What is required →
Check each line of the listing for the word "yellow" and report the ones that have it.

══════

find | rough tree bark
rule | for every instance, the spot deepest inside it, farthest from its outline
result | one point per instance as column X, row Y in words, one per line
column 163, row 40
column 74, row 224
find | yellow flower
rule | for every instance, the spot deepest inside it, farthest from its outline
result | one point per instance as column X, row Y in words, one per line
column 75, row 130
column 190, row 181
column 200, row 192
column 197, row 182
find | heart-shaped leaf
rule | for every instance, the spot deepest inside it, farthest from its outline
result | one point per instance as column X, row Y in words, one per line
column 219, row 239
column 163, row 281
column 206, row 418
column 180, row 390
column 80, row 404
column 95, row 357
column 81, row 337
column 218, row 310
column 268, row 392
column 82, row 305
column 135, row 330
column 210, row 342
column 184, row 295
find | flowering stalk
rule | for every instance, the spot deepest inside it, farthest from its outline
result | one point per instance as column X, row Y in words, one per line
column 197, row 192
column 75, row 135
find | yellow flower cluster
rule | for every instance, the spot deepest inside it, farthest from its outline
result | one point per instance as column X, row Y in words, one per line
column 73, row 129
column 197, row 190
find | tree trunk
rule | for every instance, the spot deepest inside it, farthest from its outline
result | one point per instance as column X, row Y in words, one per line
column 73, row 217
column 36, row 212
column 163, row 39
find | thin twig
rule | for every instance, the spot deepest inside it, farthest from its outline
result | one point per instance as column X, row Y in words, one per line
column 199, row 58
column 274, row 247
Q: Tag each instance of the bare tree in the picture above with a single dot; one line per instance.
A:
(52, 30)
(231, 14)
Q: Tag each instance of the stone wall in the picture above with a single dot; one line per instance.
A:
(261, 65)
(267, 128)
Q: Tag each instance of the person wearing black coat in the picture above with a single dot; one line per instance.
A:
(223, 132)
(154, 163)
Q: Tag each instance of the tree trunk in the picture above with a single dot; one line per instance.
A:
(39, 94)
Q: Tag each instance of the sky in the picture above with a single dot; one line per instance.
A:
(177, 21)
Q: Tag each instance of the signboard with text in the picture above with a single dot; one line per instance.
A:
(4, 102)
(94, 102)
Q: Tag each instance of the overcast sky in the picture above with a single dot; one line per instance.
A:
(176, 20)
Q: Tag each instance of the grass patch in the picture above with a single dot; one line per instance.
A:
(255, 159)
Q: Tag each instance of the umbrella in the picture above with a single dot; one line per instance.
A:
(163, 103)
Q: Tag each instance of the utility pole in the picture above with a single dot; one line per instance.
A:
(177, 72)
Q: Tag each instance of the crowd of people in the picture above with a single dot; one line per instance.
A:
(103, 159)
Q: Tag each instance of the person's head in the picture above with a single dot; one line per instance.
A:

══════

Response area →
find | yellow flower
find | yellow flower cluster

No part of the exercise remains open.